[Exercise]: Your task is to copy each line in the listing that includes the word "hair".
★ ★ ★
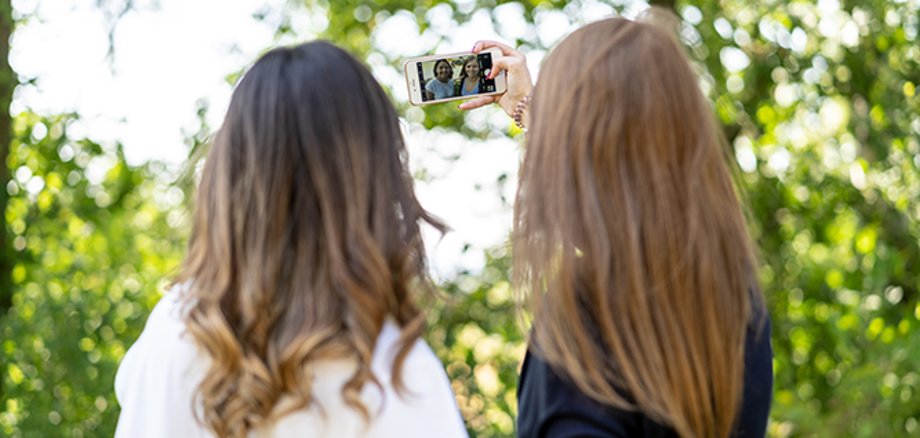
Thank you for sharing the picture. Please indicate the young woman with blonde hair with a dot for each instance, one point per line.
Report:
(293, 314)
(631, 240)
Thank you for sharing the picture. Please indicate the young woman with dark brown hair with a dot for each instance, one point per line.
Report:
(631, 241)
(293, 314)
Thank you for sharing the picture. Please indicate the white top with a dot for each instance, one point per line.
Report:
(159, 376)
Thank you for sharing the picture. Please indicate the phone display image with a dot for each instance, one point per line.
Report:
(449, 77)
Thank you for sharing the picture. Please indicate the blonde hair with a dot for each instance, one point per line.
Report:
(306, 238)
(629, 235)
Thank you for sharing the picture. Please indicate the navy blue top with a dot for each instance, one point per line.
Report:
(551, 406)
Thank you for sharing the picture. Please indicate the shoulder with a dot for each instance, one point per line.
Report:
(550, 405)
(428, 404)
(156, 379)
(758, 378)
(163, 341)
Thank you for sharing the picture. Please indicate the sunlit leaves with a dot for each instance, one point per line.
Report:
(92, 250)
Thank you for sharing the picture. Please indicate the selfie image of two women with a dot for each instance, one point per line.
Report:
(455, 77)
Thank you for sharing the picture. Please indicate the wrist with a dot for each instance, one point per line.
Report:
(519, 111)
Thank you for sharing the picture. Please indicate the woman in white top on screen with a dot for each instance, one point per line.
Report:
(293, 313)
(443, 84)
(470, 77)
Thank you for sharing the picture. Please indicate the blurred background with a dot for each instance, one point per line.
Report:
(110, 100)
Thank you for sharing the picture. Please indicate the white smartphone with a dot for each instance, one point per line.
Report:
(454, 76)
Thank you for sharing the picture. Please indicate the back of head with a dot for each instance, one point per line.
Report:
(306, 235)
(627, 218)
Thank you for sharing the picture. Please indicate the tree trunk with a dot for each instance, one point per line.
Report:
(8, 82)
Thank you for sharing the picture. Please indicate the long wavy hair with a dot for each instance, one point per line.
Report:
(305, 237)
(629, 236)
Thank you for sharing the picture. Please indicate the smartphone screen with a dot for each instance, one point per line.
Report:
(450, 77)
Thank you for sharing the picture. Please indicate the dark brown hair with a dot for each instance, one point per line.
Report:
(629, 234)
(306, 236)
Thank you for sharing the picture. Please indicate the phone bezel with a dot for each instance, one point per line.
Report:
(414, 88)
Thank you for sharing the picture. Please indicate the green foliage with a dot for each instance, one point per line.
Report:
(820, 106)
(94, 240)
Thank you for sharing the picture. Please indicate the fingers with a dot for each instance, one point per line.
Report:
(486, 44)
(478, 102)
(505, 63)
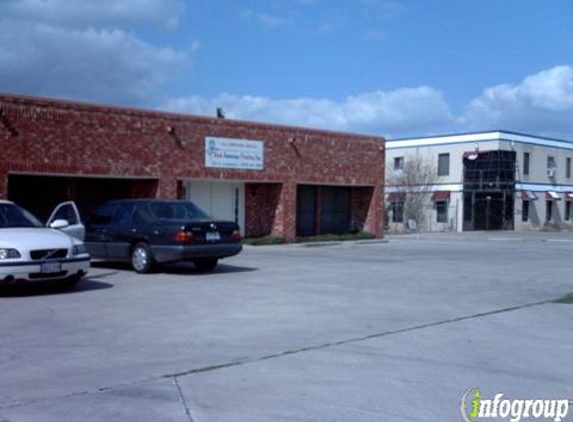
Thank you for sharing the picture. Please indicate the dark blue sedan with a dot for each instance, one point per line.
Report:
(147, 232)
★ ★ ★
[Result for this exercise]:
Thank you for sharing the picture. Please indicate the young woman with blonde hair with a dot for each instance, one point per line.
Thank you for sharing the picture. Please indicate the young woman with dark brown hair with a dot for each instance, one point per line.
Thank you for sharing the picture. Please indicate the blonde hair with a dot for each instance, one point per line.
Thank you for sharing the picture. Please indicate the long wavy hair with a dot for each instance, one point per line.
Thank you for sharing the picture. Please indicate the dark brown hair with a dot for each instance, one point per line.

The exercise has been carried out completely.